--- Start ---

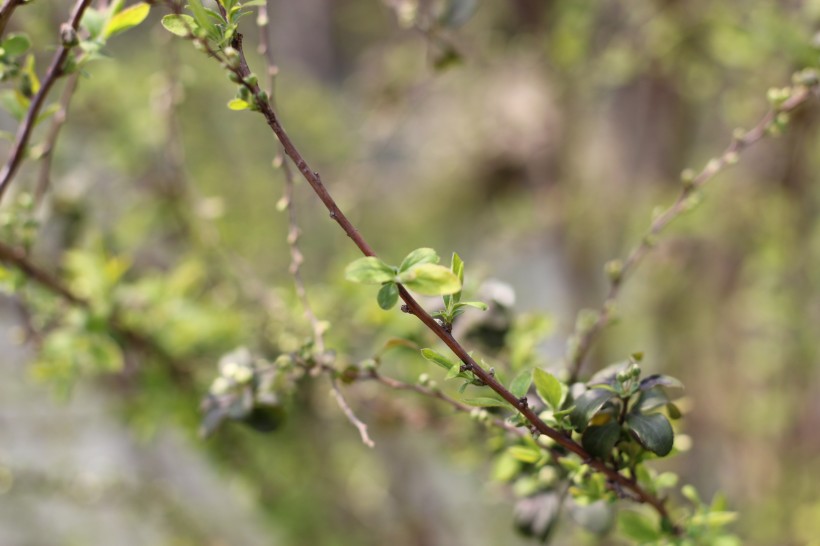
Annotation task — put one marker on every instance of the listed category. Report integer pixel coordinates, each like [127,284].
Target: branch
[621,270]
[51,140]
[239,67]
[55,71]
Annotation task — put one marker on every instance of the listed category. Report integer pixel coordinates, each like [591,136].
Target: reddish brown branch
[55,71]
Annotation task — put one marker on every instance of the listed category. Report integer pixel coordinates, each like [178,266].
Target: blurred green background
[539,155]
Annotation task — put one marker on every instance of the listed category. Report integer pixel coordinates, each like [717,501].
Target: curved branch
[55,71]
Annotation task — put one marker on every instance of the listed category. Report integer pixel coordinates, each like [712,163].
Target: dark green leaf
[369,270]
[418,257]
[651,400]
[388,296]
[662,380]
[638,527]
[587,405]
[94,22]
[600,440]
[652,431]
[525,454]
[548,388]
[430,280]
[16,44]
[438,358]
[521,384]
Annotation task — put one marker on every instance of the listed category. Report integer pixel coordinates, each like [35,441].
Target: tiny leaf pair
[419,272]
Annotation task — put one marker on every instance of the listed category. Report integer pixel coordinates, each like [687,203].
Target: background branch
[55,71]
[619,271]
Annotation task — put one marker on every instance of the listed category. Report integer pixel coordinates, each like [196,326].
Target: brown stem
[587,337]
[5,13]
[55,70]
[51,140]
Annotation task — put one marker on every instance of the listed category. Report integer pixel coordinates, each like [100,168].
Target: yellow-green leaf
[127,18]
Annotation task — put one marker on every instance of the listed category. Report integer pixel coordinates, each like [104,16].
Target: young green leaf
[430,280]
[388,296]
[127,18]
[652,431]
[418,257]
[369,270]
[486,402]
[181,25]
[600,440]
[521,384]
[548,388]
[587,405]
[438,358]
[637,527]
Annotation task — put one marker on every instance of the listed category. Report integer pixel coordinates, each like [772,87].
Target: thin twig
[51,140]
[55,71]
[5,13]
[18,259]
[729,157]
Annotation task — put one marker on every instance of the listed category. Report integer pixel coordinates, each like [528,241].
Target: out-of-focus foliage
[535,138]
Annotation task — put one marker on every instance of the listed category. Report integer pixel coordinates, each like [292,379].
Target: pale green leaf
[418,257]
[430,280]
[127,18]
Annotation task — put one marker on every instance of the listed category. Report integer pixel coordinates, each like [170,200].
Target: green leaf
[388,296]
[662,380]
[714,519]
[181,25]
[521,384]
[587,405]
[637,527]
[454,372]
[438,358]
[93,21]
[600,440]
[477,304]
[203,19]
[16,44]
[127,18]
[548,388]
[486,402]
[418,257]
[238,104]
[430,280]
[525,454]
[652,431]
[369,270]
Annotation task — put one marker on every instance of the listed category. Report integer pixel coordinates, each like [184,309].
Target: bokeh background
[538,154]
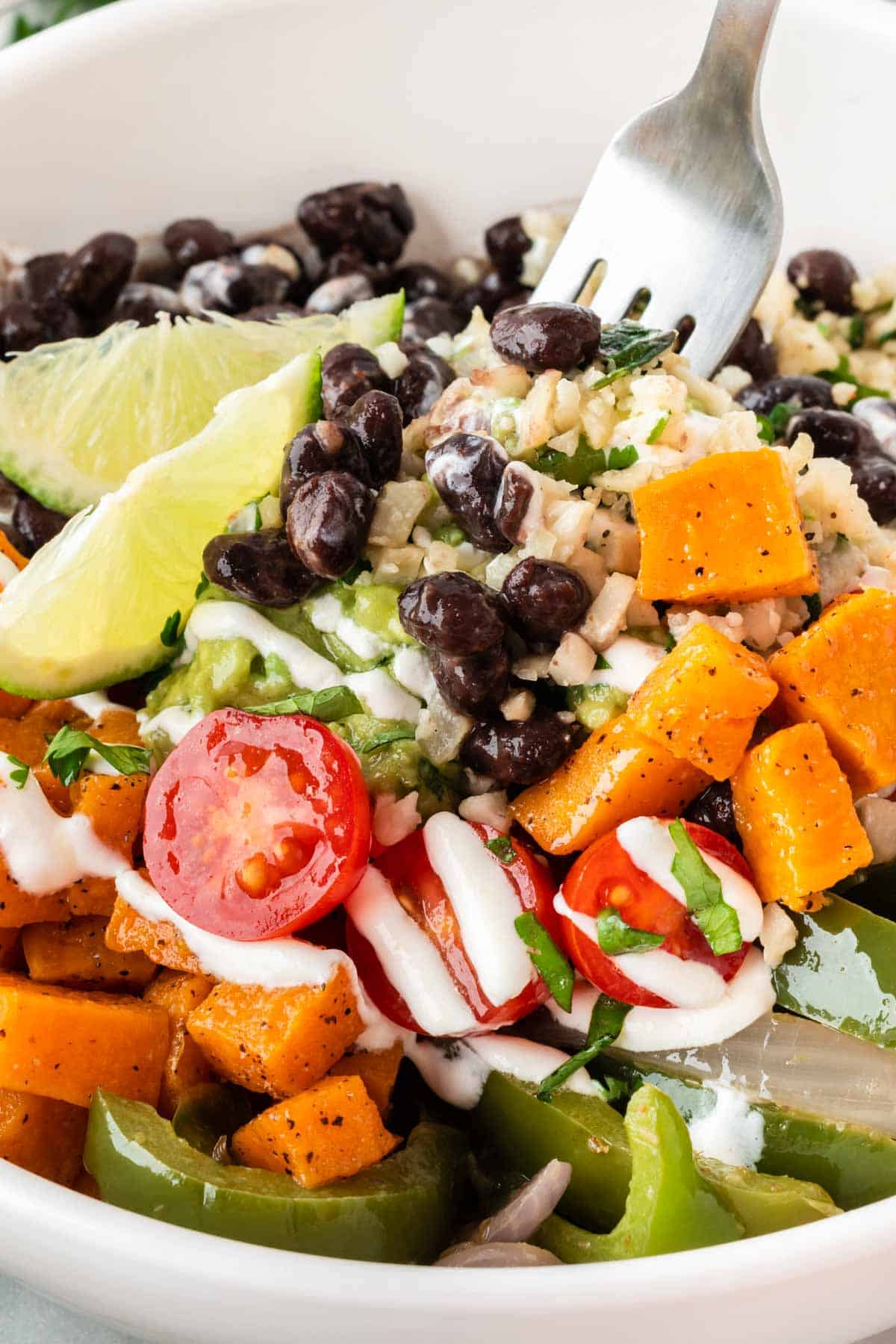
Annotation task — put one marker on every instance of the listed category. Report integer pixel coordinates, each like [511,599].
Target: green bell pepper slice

--- End ---
--- Start ---

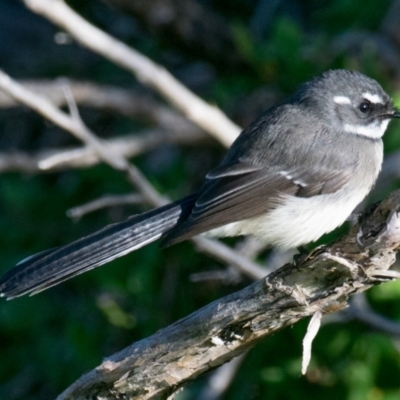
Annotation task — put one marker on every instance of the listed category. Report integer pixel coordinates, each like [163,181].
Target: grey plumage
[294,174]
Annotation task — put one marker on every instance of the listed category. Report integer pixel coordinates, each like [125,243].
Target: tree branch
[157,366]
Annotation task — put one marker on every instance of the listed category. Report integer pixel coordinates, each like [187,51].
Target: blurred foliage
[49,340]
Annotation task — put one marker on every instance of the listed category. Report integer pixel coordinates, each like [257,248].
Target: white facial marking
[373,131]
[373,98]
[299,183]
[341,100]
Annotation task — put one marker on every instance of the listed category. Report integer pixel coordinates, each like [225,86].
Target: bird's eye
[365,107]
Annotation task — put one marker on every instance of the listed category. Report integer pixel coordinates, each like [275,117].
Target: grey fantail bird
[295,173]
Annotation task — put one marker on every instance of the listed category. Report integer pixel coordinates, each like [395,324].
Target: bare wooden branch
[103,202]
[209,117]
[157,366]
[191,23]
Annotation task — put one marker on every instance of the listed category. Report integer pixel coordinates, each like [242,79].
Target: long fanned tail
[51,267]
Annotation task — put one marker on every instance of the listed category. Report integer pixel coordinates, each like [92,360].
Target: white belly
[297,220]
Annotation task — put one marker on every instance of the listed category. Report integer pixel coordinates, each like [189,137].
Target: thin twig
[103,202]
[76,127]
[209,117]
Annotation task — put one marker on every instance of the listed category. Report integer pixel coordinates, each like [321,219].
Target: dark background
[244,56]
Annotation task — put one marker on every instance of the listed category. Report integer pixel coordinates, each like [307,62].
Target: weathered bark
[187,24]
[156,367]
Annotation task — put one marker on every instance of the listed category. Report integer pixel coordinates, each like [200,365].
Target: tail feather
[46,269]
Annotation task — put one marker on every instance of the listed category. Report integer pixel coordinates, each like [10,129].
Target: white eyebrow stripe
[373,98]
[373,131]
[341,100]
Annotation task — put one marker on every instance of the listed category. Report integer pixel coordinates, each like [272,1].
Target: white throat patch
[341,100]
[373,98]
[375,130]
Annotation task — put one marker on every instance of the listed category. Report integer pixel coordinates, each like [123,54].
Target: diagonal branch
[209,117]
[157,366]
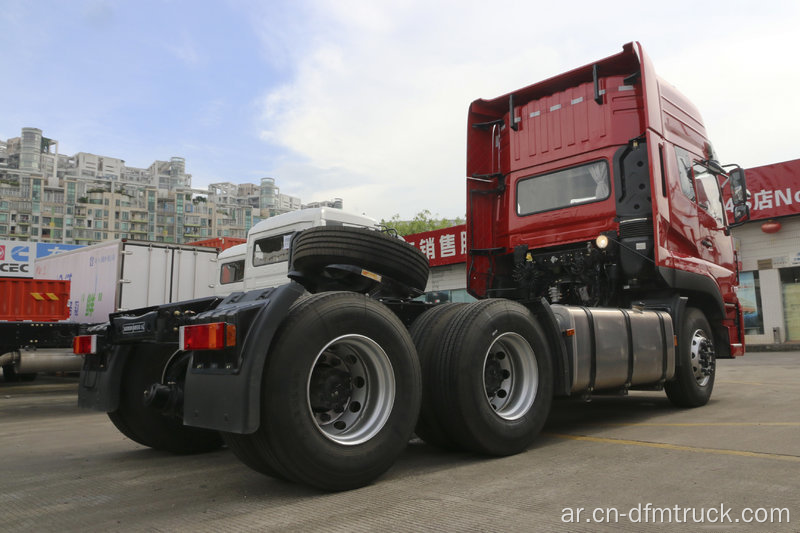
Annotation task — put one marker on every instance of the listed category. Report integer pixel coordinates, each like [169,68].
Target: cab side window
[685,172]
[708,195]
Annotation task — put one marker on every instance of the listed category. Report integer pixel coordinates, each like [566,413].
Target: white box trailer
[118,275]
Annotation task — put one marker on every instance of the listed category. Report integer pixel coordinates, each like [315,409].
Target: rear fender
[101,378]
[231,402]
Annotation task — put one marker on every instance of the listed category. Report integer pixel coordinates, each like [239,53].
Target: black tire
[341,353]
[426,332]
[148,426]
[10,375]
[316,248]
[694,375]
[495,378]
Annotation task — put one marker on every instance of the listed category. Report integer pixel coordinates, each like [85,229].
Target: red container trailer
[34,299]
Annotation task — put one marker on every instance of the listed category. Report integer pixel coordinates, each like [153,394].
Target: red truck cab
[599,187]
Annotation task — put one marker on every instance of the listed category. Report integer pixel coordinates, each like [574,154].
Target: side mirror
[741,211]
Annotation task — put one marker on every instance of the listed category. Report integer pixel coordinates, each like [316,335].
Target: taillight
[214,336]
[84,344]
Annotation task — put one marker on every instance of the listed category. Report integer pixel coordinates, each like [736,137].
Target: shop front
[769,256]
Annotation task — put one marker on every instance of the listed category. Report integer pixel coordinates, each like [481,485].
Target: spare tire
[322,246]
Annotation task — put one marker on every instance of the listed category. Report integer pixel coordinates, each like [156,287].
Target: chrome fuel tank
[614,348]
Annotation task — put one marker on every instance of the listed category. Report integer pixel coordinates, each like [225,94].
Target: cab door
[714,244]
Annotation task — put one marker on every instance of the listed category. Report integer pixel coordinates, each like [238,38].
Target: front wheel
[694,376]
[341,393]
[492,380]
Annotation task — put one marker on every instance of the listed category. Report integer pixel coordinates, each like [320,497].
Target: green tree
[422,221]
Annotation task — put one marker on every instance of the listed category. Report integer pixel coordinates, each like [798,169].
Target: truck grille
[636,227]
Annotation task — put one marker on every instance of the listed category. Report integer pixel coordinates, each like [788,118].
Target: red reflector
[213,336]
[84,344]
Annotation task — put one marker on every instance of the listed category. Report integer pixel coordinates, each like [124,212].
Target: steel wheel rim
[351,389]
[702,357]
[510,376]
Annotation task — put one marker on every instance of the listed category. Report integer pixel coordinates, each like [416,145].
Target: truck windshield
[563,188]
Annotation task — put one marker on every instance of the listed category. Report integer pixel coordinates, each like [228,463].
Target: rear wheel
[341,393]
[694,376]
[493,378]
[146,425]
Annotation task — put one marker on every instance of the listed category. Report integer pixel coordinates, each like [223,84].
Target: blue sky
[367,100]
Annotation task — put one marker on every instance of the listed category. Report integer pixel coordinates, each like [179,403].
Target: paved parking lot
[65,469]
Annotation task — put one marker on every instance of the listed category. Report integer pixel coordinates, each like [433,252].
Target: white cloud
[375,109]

--- End ---
--- Start ---

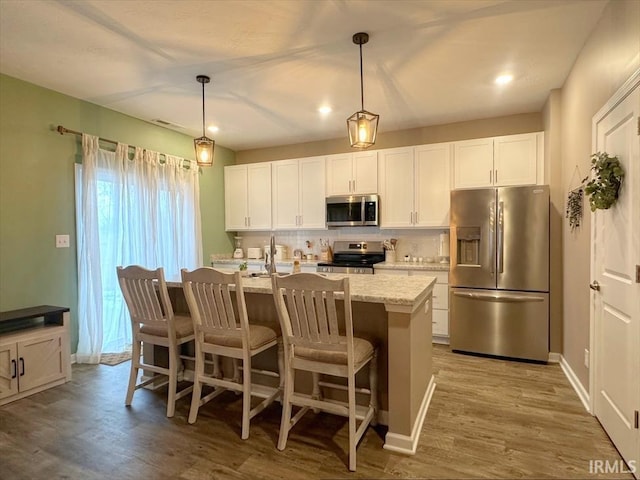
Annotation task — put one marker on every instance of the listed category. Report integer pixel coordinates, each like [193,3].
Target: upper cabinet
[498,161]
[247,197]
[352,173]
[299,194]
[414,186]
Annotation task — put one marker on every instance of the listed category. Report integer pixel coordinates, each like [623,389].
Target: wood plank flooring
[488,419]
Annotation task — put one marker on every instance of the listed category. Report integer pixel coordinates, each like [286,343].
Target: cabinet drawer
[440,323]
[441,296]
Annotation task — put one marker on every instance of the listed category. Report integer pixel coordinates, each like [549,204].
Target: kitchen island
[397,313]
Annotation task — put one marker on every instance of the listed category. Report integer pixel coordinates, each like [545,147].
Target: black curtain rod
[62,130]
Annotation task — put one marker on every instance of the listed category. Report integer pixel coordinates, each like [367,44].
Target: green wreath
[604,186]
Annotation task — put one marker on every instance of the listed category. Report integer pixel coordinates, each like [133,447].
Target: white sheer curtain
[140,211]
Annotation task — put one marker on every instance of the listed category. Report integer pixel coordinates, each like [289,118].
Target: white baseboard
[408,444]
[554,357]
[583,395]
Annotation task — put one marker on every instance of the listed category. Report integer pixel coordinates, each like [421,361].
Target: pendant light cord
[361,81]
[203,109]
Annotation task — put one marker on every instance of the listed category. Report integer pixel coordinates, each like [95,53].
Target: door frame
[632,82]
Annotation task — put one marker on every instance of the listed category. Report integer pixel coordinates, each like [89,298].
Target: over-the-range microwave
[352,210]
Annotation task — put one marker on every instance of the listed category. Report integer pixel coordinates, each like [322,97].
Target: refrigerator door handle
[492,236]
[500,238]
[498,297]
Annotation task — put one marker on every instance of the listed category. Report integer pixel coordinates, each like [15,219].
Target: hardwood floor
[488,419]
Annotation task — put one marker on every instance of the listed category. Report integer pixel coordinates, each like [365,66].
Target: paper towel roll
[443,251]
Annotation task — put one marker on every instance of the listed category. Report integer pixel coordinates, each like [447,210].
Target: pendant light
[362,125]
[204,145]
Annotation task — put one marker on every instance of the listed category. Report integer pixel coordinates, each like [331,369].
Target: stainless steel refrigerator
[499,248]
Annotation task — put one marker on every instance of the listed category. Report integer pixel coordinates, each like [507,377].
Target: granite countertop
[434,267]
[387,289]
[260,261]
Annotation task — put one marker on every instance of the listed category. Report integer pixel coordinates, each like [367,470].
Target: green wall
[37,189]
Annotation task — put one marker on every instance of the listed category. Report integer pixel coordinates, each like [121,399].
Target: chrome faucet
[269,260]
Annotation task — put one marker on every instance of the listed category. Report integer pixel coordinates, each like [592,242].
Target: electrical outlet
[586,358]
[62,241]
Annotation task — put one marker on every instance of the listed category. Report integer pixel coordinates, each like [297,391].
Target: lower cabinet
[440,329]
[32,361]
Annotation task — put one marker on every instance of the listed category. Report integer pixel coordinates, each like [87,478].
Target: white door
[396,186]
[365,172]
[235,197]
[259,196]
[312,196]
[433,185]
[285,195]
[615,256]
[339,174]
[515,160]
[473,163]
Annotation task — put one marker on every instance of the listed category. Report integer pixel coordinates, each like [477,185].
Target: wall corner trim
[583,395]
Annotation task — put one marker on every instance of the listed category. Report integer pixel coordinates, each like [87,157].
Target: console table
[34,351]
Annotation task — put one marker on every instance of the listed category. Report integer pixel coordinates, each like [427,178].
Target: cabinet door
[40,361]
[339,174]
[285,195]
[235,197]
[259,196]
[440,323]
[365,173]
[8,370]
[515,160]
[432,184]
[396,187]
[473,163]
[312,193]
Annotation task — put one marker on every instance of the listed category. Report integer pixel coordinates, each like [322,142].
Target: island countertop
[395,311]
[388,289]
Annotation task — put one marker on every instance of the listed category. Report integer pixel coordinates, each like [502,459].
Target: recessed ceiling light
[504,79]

--- End ---

» **Aim**
Gather every line of the material above that contains the word "brown".

» **The response**
Target: reddish brown branch
Target: brown stem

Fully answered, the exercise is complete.